_Exercises_:
1 – According to the court order below, on what date did the petitioner file the signed writing consenting to the magistrate judge's jurisdiction?
2 – Reproduce the court order below word for word, from "The opinion of" to "2012 (doc. 7).".

Begin Excerpt provided

The opinion of the court was delivered by: Barbara A. McAuliffe United States Magistrate Judge
ORDER DISMISSING STATE LAW CLAIMS WITHOUT LEAVE TO AMEND ) AND DISMISSING UNCERTAIN CLAIMS ) WITH LEAVE TO AMEND (DOC. 1) ORDER GRANTING LEAVE TO FILE A ) FIRST AMENDED PETITION NO LATER ) THAN THIRTY (30) DAYS AFER THE ) DATE OF SERVICE OF THIS ORDER ) ORDER DIRECTING THE CLERK TO SEND A PETITION FORM TO PETITIONER FILING DEADLINE: THIRTY (30) DAYS
Petitioner is a state prisoner proceeding pro se and in forma pauperis with a petition for writ of habeas corpus pursuant to 28 U.S.C. § 2254. Pursuant to 28 U.S.C. § 636(c)(1), Petitioner has consented to the jurisdiction of the United States Magistrate Judge to conduct all further proceedings in the case, including the entry of final judgment, by manifesting consent in a signed writing filed by Petitioner on October 24, 2012 (doc. 7).

End Excerpt provided
Begin Data

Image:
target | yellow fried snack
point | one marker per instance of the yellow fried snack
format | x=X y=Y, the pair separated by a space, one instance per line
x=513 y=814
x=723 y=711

End Data

_The solutions_:
1 – October 24, 2012

2 –
The opinion of the court was delivered by: Barbara A. McAuliffe United States Magistrate Judge
ORDER DISMISSING STATE LAW CLAIMS WITHOUT LEAVE TO AMEND ) AND DISMISSING UNCERTAIN CLAIMS ) WITH LEAVE TO AMEND (DOC. 1) ORDER GRANTING LEAVE TO FILE A ) FIRST AMENDED PETITION NO LATER ) THAN THIRTY (30) DAYS AFER THE ) DATE OF SERVICE OF THIS ORDER ) ORDER DIRECTING THE CLERK TO SEND A PETITION FORM TO PETITIONER FILING DEADLINE: THIRTY (30) DAYS
Petitioner is a state prisoner proceeding pro se and in forma pauperis with a petition for writ of habeas corpus pursuant to 28 U.S.C. § 2254. Pursuant to 28 U.S.C. § 636(c)(1), Petitioner has consented to the jurisdiction of the United States Magistrate Judge to conduct all further proceedings in the case, including the entry of final judgment, by manifesting consent in a signed writing filed by Petitioner on October 24, 2012 (doc. 7).